Textauszug:
Foto: REUTERS/Alexander Natruskin

Wien - Dienstags ist jetzt immer Grübeltag. Manchmal dauert er besonders lang wie vergangene Woche, als die Botschafter der 56-OSZE-Staaten um elf Uhr vormittags in der Hofburg zusammenkamen und erst abends um halb sieben ihre Aktentaschen zuklappten. Das nennen sie dann einen "Super Tuesday" .

Für ein informelles wöchentliches Treffen neben der allgemeinen Arbeit in der Organisation für Sicherheit und Zusammenarbeit in Europa ist das tatsächlich viel Zeit. Andererseits zeigt es nach Einschätzung von Diplomaten bei der OSZE, wie ernsthaft die Mitgliedsstaaten Russlands Generalangriff auf die Organisation nehmen, die einst den Ost-West-Konflikt beenden half. Mehrere Male hatte der russische Präsident Dmitri Medwedew im vergangenen Jahr den Sinn der OSZE in Frage gestellt und einen neuen Sicherheitsvertrag für Europa gefordert. Zu unausgewogen, zu moskaufeindlich sei die Organisation geworden; in Russlands Interessensphären mische sie sich ein, während die Nato immer weiter nach Osten rücken wolle.

Bereitgestellte Daten:
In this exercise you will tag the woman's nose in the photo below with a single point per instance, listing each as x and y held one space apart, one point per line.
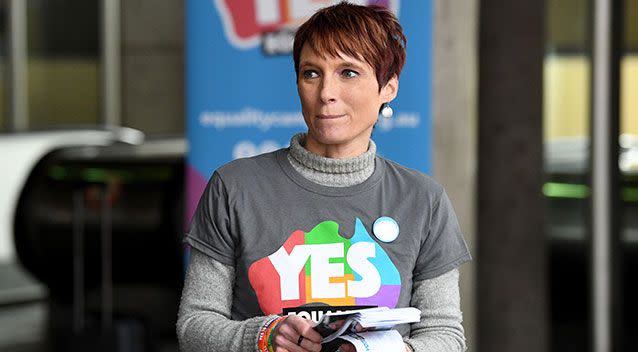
328 90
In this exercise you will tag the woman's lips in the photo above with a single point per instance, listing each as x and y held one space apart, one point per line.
329 117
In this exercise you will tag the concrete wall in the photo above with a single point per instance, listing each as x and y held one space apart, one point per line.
153 65
454 129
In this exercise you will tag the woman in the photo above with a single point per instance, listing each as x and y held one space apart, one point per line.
325 224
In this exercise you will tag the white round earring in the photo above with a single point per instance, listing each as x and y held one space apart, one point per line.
386 111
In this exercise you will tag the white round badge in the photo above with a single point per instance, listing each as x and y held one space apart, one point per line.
385 229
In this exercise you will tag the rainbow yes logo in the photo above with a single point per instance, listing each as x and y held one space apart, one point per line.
322 267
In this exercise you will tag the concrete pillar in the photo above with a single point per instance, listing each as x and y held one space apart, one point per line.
454 129
153 65
512 276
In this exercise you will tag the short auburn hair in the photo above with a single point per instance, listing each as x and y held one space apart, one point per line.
370 33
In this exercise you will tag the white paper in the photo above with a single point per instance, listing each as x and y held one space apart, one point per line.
376 341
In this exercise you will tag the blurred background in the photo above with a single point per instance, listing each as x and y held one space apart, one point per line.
92 151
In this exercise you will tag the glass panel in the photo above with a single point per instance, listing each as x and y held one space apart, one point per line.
63 59
4 81
567 86
629 170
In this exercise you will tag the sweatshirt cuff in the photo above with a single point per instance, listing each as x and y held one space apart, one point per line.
251 334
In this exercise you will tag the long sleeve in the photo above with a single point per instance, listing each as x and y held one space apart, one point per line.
440 328
204 322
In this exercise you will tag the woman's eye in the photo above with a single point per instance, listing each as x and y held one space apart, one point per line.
349 73
310 74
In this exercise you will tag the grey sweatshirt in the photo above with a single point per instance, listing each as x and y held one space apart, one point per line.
204 322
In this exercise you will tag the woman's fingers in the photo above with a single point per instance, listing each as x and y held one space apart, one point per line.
347 347
288 332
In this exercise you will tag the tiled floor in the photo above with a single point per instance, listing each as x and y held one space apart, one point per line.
22 327
24 314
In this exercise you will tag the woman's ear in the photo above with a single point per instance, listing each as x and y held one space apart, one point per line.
390 90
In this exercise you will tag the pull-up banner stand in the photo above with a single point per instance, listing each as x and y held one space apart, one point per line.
241 95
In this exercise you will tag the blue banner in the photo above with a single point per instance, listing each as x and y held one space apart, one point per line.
241 96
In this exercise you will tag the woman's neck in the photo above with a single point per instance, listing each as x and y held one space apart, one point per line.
328 171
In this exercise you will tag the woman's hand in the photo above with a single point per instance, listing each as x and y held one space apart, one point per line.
289 333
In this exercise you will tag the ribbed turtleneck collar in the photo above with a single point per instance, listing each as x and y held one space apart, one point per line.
328 171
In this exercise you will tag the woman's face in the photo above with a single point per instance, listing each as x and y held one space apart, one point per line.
340 101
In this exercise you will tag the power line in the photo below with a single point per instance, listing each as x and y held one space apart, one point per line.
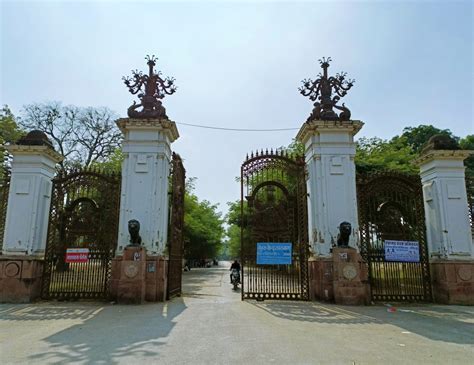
238 129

Aufgabe: Kopieren Sie den Textauszug über die OSZE vollständig und ohne jede Änderung.

Antwort:
Foto: REUTERS/Alexander Natruskin

Wien - Dienstags ist jetzt immer Grübeltag. Manchmal dauert er besonders lang wie vergangene Woche, als die Botschafter der 56-OSZE-Staaten um elf Uhr vormittags in der Hofburg zusammenkamen und erst abends um halb sieben ihre Aktentaschen zuklappten. Das nennen sie dann einen "Super Tuesday" .

Für ein informelles wöchentliches Treffen neben der allgemeinen Arbeit in der Organisation für Sicherheit und Zusammenarbeit in Europa ist das tatsächlich viel Zeit. Andererseits zeigt es nach Einschätzung von Diplomaten bei der OSZE, wie ernsthaft die Mitgliedsstaaten Russlands Generalangriff auf die Organisation nehmen, die einst den Ost-West-Konflikt beenden half. Mehrere Male hatte der russische Präsident Dmitri Medwedew im vergangenen Jahr den Sinn der OSZE in Frage gestellt und einen neuen Sicherheitsvertrag für Europa gefordert. Zu unausgewogen, zu moskaufeindlich sei die Organisation geworden; in Russlands Interessensphären mische sie sich ein, während die Nato immer weiter nach Osten rücken wolle.